WHAT THIS EXERCISE ASKS:
(1) In the piece on Scotland and Nato, translate this sentence into Spanish: "Nato has long ceased to be a defensive alliance."
(2) From the piece on Scotland and Nato, duplicate the part that opens with the words containing "That’s one indy" and closes with "nuclear death dance.".

SELECTED TEXT:
********************
I presume that is the reason why Alba’s conference arrangements committee has declined to put forward all of the anti-Nato motions submitted by branches for discussion at next month’s Greenock gathering.

That’s one indy party for, one against and one on the fence.

The practical problem is that leaving the UK will put Scotland out of Nato so we’d have to apply to rejoin. And that will need to go in any independence prospectus. Of course, it is possible to put the matter to a post-indy referendum. But regardless of the timing, Scotland will have to decide sometime where it stands on Nato – and hence on the nuclear death dance.

If you oppose nukes on moral grounds, you simply can’t support Nato membership because Nato is built on nuclear deterrence. The Nato website boldly declares: “Nuclear weapons are a core component of Nato’s overall capabilities for deterrence and defence … as long as nuclear weapons exist, it will remain a nuclear alliance.”

Indy Scotland might be able to get rid of UK nuclear subs and warheads at Faslane, but Nato membership will require we accept visiting US and allied ships and aircraft – remember that Prestwick Airport a major staging post for US Air Force planes.

Those Nato visitors carry nukes. We might adopt a “don’t ask, don’t tell” policy as do Norway and Denmark, but that is diplomatic hypocrisy. Besides, both Norway and Denmark are part of Nato’s Nuclear Planning Group.

The National:

There is another argument in favour of Scotland eschewing Nato membership, besides moral abhorrence of nukes. Nato has long ceased to be a defensive alliance. It bombed Serbia in 1999. It invaded Afghanistan in 2001. It bombed Libya back into the Stone Age in 2011 (with SNP support).

A Scotland inside Nato would have been party to these actions. Scottish troops would have been sent to Afghanistan in their own right – and probably died there in vain just as have Scots serving with the British Army in Helmand.

This is not an argument for armed neutrality, which is the Irish position. But it is a plea for an indy Scotland to stay out of the nuclear arms race.

That is the message we should make at Saturday’s Faslane demo.
********************
EXCERPTED RECORDS:

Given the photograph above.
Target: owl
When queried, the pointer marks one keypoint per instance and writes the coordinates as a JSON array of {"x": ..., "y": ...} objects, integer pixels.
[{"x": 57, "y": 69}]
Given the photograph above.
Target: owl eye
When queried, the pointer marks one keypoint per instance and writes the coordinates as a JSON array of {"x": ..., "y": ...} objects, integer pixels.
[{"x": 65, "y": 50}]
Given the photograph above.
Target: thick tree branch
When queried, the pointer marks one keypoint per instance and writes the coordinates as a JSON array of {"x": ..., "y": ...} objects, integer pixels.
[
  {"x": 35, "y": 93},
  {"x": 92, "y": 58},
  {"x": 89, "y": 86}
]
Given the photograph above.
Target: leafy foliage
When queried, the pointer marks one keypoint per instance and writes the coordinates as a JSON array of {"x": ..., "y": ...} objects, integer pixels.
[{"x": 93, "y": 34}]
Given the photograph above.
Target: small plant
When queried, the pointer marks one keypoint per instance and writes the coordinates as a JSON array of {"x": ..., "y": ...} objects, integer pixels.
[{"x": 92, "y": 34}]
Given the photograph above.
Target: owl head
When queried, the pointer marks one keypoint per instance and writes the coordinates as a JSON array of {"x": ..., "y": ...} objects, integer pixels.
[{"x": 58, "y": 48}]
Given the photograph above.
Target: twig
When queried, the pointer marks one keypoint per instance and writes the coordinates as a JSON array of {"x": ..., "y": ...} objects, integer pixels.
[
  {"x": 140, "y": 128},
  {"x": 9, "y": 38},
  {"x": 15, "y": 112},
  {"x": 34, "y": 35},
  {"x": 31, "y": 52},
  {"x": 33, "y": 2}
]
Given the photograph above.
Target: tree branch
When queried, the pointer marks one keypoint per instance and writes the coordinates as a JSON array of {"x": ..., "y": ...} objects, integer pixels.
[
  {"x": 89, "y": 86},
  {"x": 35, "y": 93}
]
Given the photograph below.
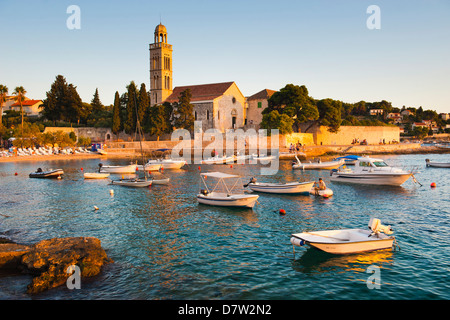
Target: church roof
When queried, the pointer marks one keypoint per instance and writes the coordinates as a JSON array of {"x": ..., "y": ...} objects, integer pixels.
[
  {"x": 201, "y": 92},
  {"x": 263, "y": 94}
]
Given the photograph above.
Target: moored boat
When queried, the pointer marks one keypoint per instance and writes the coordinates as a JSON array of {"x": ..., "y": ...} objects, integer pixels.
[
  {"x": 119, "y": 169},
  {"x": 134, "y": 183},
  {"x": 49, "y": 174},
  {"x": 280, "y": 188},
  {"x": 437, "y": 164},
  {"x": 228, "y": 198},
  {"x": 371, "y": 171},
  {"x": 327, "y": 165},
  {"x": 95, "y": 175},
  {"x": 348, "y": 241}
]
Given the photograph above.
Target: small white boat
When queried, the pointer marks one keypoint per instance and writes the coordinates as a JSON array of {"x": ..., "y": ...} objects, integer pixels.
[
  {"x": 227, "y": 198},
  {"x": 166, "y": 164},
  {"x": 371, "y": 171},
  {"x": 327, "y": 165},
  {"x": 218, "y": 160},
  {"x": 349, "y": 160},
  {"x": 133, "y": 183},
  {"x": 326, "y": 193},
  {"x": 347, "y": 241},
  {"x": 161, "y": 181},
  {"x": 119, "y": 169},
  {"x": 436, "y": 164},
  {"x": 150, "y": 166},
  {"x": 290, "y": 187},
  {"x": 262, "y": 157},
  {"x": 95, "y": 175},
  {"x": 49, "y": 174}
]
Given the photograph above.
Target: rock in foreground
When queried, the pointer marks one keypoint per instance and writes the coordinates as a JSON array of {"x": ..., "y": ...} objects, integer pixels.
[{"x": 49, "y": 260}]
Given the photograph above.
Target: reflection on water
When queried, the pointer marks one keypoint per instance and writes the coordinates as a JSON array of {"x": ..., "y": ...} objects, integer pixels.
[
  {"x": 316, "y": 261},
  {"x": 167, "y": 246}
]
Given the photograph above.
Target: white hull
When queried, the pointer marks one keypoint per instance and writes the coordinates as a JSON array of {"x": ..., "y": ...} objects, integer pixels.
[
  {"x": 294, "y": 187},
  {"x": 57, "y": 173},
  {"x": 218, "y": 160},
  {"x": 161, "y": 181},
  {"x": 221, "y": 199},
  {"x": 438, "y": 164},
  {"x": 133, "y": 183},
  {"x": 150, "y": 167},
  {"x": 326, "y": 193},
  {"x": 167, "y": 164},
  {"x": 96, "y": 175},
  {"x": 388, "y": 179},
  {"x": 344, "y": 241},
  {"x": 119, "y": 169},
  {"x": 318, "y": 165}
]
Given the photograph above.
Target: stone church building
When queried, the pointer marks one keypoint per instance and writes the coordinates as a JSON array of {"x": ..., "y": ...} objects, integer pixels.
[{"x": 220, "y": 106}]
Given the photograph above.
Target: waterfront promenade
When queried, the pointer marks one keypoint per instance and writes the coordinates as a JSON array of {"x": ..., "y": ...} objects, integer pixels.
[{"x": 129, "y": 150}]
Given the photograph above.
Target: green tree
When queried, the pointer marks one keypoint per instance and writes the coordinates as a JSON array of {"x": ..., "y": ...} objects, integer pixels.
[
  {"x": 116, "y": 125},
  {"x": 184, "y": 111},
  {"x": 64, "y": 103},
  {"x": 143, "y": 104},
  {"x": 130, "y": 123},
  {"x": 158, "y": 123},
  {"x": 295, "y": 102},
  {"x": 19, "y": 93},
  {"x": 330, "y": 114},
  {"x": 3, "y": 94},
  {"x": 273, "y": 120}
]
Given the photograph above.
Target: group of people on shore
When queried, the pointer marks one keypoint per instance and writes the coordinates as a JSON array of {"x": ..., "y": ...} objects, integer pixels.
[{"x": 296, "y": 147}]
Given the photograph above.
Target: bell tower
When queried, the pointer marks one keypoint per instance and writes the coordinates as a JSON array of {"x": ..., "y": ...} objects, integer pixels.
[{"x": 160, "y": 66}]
********************
PER-TASK OUTPUTS:
(1) La OTAN hace tiempo que dejó de ser una alianza defensiva.

(2)
That’s one indy party for, one against and one on the fence.

The practical problem is that leaving the UK will put Scotland out of Nato so we’d have to apply to rejoin. And that will need to go in any independence prospectus. Of course, it is possible to put the matter to a post-indy referendum. But regardless of the timing, Scotland will have to decide sometime where it stands on Nato – and hence on the nuclear death dance.